> [PROBLEM]
Your answer must consist of exactly the lines below, starting with the line with "7L101 29V49L111 50V30L104" and going on through the line with "box: [246, 13, 267, 41]", and nothing else.
Segment Start: THE RECORDS
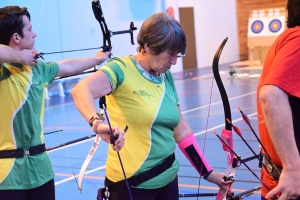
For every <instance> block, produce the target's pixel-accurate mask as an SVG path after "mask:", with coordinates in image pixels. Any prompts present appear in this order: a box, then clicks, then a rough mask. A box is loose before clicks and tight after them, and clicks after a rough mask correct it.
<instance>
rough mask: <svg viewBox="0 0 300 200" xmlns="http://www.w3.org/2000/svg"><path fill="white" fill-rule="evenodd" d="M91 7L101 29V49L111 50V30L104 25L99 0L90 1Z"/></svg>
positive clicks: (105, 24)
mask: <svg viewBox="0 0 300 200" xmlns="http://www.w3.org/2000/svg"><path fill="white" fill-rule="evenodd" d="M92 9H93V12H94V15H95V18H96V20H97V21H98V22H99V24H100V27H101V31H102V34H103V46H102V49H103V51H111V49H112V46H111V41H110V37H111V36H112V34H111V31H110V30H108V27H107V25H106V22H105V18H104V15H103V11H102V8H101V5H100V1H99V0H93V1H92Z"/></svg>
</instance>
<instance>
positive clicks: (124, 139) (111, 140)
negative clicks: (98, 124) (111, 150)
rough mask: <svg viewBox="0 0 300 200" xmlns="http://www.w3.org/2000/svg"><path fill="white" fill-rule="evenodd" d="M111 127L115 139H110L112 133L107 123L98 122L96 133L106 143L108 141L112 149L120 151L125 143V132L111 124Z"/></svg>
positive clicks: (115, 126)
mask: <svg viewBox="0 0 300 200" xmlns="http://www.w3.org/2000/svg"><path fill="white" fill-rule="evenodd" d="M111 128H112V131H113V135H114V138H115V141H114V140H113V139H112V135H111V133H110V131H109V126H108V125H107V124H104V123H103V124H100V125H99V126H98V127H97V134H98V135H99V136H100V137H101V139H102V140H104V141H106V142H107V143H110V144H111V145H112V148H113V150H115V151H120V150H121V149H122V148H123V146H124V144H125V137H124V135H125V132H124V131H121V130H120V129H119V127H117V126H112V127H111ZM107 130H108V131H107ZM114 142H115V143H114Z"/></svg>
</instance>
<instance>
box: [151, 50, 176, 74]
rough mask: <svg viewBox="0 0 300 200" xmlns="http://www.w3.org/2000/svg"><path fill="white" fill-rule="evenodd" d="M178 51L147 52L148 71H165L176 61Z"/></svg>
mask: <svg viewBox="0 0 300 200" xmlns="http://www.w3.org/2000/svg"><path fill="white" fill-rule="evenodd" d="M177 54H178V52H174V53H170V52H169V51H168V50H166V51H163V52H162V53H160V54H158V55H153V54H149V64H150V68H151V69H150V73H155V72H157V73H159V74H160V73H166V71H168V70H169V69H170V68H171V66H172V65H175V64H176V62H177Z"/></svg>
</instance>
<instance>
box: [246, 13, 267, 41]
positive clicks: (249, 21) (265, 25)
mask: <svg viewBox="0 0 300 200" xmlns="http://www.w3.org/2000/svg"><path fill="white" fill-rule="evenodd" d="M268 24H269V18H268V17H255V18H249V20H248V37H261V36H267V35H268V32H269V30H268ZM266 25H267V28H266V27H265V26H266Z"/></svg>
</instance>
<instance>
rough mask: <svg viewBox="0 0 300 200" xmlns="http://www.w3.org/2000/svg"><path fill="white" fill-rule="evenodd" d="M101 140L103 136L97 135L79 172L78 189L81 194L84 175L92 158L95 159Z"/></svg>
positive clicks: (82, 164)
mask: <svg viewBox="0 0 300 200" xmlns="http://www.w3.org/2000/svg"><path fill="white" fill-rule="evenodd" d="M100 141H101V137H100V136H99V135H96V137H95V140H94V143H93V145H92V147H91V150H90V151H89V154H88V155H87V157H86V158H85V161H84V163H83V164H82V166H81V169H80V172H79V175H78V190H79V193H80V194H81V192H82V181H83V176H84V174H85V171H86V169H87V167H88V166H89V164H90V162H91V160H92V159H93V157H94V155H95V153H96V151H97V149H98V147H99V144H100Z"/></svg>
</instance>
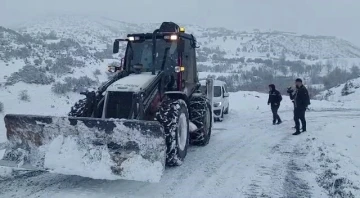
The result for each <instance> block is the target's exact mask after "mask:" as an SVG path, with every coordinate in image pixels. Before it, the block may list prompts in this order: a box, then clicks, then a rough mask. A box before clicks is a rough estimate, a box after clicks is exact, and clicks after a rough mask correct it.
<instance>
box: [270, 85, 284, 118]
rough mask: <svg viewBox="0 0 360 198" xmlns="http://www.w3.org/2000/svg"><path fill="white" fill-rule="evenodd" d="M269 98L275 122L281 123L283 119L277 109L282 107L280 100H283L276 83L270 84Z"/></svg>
Segment End: THE RECORDS
> [ANSWER]
rough mask: <svg viewBox="0 0 300 200" xmlns="http://www.w3.org/2000/svg"><path fill="white" fill-rule="evenodd" d="M91 7L101 29V49L111 50V30L104 25L99 0L90 1Z"/></svg>
positive clicks: (105, 24)
mask: <svg viewBox="0 0 300 200" xmlns="http://www.w3.org/2000/svg"><path fill="white" fill-rule="evenodd" d="M92 9H93V12H94V15H95V18H96V20H97V21H98V22H99V24H100V27H101V31H102V34H103V46H102V49H103V51H111V49H112V46H111V41H110V37H111V36H112V34H111V31H110V30H108V27H107V25H106V22H105V18H104V15H103V11H102V8H101V5H100V1H99V0H93V1H92Z"/></svg>
</instance>
<instance>
positive clicks: (124, 139) (111, 140)
negative clicks: (98, 124) (111, 150)
rough mask: <svg viewBox="0 0 300 200" xmlns="http://www.w3.org/2000/svg"><path fill="white" fill-rule="evenodd" d="M111 127L115 139H110L112 133L107 123L98 122L96 133L106 143L108 141L112 149L120 151L125 143V132L111 124Z"/></svg>
positive clicks: (115, 126)
mask: <svg viewBox="0 0 300 200" xmlns="http://www.w3.org/2000/svg"><path fill="white" fill-rule="evenodd" d="M111 128H112V131H113V135H114V138H115V141H114V140H113V139H112V135H111V133H110V131H109V126H108V125H107V124H104V123H103V124H100V125H99V126H98V127H97V134H98V135H99V136H100V137H101V139H102V140H104V141H106V142H107V143H110V144H111V145H112V148H113V150H115V151H120V150H121V149H122V148H123V146H124V144H125V137H124V135H125V132H124V131H121V130H120V129H119V127H117V126H112V127H111ZM107 130H108V131H107ZM114 142H115V143H114Z"/></svg>
</instance>
<instance>
box: [151, 50, 176, 74]
rough mask: <svg viewBox="0 0 300 200" xmlns="http://www.w3.org/2000/svg"><path fill="white" fill-rule="evenodd" d="M178 51L147 52L148 71H165L176 61Z"/></svg>
mask: <svg viewBox="0 0 300 200" xmlns="http://www.w3.org/2000/svg"><path fill="white" fill-rule="evenodd" d="M177 54H178V52H174V53H170V52H169V51H168V50H166V51H163V52H162V53H160V54H158V55H153V54H149V64H150V68H151V69H150V73H155V72H157V73H159V74H160V73H166V71H168V70H169V69H170V68H171V66H172V65H175V64H176V62H177Z"/></svg>
</instance>
<instance>
box: [246, 13, 267, 41]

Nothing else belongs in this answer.